*** Provided material ***

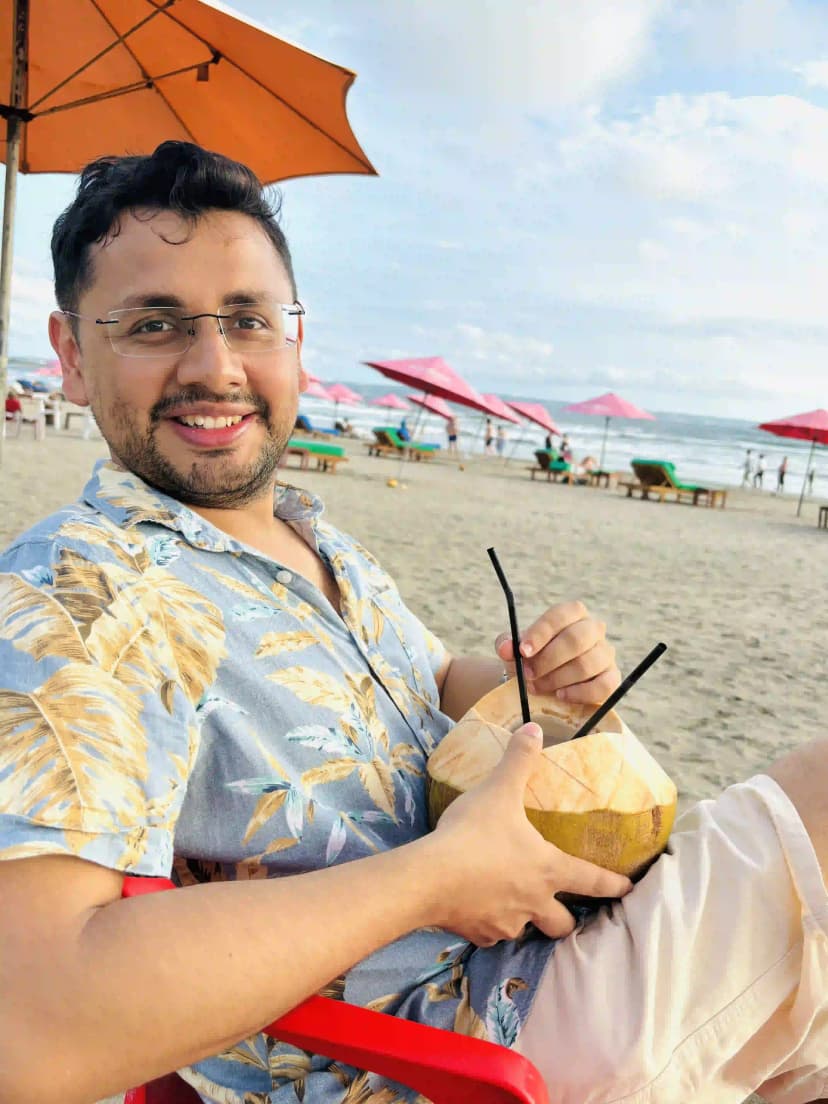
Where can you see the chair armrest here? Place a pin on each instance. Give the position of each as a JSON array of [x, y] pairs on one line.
[[443, 1065]]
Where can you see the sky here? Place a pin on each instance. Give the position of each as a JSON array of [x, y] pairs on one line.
[[573, 198]]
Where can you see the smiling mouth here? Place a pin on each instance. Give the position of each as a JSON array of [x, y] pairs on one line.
[[204, 422]]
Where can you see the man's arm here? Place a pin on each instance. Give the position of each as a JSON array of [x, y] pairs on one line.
[[564, 651], [101, 994]]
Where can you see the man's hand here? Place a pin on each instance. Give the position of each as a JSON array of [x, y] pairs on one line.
[[566, 653], [500, 872]]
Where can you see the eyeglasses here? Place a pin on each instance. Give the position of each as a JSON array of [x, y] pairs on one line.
[[168, 331]]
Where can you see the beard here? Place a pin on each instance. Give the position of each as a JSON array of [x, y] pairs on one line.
[[214, 480]]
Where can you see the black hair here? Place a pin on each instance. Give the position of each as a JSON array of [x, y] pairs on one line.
[[179, 177]]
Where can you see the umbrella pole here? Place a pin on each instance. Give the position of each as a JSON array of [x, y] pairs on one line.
[[13, 138], [603, 444], [805, 480], [403, 458]]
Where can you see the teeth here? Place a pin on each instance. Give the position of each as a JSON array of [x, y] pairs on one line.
[[210, 423]]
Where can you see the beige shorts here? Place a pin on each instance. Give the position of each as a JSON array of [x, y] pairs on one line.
[[709, 982]]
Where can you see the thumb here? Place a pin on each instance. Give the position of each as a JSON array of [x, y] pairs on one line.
[[520, 756]]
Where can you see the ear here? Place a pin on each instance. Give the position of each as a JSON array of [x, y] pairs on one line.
[[69, 352], [303, 374]]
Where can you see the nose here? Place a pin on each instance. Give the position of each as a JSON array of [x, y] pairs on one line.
[[210, 360]]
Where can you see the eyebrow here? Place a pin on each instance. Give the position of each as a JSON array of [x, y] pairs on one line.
[[166, 299]]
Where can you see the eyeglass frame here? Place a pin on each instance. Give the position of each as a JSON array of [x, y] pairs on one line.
[[295, 308]]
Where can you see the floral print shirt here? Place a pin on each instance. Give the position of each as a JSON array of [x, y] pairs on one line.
[[173, 702]]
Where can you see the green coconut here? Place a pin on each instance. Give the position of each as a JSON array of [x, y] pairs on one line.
[[602, 797]]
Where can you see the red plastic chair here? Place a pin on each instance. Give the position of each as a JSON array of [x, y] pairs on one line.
[[444, 1067]]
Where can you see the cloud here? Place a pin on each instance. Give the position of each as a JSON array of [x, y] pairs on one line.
[[524, 357], [814, 73], [697, 149], [32, 298], [537, 56]]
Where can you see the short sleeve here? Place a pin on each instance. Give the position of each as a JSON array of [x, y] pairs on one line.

*** End of Provided material ***

* **About this exercise**
Exact copies of the lines from the one holding "Where can you see the red" through the last line above, and only those, make up the answer.

* **Answer to this exercise**
Where can you see the red plastic chair here? Place a pin on each instance. Give the position of each as a JSON array of [x, y] pairs on one line.
[[444, 1067]]
Where can you see the cloud here? Place a pin on each instance. Give the position of each as a JSON array of [x, y] pairs on one line.
[[524, 357], [814, 73], [697, 149], [32, 298], [537, 56]]
Where can you see the short sleeve here? Place a pin on each instance. Give the position of each as a JSON array of [x, y] pairs on one line.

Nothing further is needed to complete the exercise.